Shifting Sands, an exhibition at the British Civil War Centre in Newark, examines the perennially fascinating story of T. E. Lawrence—a.k.a. Lawrence of Arabia—from multiple perspectives: historical, archaeological and personal.
Pursuing clues in Lawrence’s brilliant work on the Arab Revolt, Seven Pillars of Wisdom, archaeologists have discovered places like Tooth Hill—a Lawrence campsite—and the remains of trains destroyed by Bedouin raiders on the Hejaz Railway. Authentic relics from the campaign—such as an Arabic nameplate torn from an Ottoman train—mingle with a replica of a Lewis gun (no, it didn’t come from the department store) used by his camel-mounted guerrillas to bring the historical Lawrence of Arabia to life.
The personal perspective of Lawrence is even more compelling. What it reveals is a sensitive man whose life was profoundly shaped by shame.
Illegitimacy
The main source of this was Lawrence’s parents. His father Thomas Chapman was an Anglo-Irish nobleman who eloped with a working-class governess, Sarah Junner. They adopted the name of Lawrence and settled in Oxford. Junner was herself illegitimate. In 1888 she gave birth to a son, Thomas Edward, known as Ned. Ned apparently learned his parents’ secret at a young age and never truly assimilated it. Ned’s own illegitimacy meant he was disgraced from birth, an outsider rejected by every strata of prudish Victorian-Edwardian society.

> _MATERIAL SHOWN_:
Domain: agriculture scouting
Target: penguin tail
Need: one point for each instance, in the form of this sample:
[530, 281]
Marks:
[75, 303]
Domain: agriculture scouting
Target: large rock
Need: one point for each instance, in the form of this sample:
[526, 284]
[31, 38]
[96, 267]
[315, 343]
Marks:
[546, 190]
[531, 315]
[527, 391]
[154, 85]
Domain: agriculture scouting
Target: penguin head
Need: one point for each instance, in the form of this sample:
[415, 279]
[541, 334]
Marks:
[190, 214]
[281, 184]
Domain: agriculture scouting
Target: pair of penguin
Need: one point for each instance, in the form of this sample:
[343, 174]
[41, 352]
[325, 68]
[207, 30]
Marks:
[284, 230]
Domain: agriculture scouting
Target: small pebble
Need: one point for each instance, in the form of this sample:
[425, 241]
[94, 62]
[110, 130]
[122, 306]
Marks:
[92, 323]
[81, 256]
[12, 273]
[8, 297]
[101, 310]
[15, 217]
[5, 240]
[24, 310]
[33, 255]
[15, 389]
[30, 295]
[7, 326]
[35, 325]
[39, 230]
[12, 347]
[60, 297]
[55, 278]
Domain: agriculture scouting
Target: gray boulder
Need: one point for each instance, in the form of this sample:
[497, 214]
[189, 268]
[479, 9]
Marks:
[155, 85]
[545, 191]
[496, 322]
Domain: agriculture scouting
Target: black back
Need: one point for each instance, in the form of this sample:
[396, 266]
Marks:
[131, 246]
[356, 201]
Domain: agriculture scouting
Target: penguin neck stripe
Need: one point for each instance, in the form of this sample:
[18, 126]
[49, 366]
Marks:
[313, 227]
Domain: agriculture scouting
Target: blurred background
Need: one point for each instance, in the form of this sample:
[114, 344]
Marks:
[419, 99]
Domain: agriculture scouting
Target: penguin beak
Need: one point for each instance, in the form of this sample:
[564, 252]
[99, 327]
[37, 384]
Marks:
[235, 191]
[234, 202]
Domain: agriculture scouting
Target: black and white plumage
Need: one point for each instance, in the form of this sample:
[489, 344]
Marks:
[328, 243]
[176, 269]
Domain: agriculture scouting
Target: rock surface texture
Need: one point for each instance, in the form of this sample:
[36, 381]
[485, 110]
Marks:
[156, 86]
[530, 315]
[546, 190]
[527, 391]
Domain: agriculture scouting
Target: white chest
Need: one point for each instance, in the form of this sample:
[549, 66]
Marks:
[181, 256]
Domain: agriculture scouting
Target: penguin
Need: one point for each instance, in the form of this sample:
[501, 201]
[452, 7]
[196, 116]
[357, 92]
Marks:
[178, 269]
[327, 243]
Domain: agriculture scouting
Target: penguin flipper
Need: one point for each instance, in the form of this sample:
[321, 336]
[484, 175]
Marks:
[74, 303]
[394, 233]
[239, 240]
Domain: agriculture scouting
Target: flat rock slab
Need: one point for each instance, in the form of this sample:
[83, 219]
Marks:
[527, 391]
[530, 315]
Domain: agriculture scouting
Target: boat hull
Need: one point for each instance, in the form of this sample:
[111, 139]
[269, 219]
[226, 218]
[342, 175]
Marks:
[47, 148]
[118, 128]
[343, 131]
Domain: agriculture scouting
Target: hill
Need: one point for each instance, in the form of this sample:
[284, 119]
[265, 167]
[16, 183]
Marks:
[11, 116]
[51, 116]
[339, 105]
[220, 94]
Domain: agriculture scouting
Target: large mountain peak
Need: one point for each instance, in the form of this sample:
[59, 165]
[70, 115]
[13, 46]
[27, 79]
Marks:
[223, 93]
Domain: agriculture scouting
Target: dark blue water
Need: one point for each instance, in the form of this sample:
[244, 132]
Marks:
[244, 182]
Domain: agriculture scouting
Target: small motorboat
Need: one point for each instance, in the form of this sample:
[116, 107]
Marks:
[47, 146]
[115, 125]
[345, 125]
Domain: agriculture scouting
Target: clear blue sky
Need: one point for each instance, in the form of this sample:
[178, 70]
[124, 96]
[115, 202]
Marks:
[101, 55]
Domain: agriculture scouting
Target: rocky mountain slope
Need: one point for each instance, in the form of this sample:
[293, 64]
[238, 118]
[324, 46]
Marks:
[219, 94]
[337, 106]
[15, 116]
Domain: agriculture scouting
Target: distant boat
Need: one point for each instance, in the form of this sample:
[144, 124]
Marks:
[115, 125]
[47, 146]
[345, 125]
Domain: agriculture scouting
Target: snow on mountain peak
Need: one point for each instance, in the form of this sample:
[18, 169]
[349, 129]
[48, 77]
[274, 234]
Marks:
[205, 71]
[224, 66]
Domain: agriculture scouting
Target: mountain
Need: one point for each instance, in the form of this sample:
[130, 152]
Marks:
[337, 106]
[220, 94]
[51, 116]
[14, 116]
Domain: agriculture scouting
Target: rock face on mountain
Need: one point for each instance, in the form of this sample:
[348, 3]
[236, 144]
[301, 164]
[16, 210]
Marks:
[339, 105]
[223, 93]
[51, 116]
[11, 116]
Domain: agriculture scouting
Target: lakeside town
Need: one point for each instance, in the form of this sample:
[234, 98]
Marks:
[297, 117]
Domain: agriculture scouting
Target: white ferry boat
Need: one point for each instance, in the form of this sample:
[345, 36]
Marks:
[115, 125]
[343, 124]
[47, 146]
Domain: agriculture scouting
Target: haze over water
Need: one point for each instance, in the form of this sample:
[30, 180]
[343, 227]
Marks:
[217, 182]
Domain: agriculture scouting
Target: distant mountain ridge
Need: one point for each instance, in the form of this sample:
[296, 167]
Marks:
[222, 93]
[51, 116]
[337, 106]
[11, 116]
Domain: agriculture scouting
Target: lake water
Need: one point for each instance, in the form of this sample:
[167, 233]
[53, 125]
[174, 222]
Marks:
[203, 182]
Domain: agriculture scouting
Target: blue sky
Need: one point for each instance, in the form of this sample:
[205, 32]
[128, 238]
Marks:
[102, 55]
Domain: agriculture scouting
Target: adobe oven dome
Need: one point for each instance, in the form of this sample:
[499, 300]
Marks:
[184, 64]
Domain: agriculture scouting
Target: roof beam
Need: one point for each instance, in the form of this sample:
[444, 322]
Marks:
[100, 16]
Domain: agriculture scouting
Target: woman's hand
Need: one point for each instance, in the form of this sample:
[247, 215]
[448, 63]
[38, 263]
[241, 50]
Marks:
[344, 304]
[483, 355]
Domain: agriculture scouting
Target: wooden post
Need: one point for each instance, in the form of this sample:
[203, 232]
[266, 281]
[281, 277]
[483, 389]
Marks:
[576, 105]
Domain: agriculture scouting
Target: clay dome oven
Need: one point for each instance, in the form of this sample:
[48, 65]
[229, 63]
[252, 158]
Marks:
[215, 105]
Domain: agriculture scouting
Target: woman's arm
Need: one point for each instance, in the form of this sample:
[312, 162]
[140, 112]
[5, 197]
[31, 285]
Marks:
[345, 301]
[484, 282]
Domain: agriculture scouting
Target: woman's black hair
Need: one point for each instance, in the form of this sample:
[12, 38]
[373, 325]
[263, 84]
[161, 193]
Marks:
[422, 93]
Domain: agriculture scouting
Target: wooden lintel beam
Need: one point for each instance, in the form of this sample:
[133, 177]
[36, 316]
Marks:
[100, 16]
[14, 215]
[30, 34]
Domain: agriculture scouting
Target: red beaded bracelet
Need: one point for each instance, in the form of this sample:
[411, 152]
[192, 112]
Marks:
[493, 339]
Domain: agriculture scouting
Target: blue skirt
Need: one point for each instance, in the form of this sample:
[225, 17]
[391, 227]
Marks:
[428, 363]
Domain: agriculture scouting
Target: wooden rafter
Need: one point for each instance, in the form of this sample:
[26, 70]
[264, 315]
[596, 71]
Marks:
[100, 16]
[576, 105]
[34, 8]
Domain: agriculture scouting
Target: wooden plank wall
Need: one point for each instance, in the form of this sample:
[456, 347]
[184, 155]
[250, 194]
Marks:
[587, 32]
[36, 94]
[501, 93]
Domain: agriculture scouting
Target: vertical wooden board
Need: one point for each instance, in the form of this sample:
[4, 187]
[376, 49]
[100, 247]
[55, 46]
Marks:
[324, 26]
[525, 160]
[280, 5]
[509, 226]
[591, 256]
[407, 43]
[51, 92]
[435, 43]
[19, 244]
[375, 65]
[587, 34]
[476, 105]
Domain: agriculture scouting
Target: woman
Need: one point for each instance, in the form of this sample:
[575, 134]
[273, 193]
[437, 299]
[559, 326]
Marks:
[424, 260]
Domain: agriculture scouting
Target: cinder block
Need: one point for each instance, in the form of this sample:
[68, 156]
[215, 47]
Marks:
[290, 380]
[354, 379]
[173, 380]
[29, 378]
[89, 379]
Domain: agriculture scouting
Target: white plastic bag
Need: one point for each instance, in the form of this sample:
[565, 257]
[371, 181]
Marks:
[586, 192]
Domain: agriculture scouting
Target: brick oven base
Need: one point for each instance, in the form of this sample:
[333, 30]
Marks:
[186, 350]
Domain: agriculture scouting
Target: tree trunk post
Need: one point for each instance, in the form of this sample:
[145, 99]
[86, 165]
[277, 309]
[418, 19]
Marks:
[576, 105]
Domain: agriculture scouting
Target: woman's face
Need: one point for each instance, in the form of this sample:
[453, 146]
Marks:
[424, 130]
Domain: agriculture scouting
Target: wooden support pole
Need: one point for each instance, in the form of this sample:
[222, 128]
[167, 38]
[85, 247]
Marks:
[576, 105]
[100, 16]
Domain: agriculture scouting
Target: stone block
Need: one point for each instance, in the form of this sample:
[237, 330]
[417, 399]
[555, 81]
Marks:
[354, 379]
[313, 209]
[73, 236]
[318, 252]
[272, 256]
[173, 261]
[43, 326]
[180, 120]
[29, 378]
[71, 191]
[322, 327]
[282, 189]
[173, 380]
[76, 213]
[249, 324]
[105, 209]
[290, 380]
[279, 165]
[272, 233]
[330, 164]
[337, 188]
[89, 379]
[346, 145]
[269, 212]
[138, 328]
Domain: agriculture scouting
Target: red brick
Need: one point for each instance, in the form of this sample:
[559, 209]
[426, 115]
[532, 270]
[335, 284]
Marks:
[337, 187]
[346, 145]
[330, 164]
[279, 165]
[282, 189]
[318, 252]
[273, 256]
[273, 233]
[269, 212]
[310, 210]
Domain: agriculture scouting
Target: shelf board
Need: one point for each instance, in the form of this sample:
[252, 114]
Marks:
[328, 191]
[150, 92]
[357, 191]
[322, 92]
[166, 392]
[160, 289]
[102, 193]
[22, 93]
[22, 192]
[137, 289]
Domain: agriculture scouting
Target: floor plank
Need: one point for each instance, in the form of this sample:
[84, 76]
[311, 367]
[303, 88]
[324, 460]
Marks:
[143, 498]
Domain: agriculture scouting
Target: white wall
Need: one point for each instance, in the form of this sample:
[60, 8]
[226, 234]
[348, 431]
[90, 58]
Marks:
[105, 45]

> _CHALLENGE A_:
According to the passage on T. E. Lawrence, in which city did his parents settle after adopting the Lawrence name?
> _CHALLENGE B_:
Transcribe everything in the passage on T. E. Lawrence from "Pursuing clues in" down to "shaped by shame.".

> _WRITTEN ANSWER A_:
Oxford

> _WRITTEN ANSWER B_:
Pursuing clues in Lawrence’s brilliant work on the Arab Revolt, Seven Pillars of Wisdom, archaeologists have discovered places like Tooth Hill—a Lawrence campsite—and the remains of trains destroyed by Bedouin raiders on the Hejaz Railway. Authentic relics from the campaign—such as an Arabic nameplate torn from an Ottoman train—mingle with a replica of a Lewis gun (no, it didn’t come from the department store) used by his camel-mounted guerrillas to bring the historical Lawrence of Arabia to life.
The personal perspective of Lawrence is even more compelling. What it reveals is a sensitive man whose life was profoundly shaped by shame.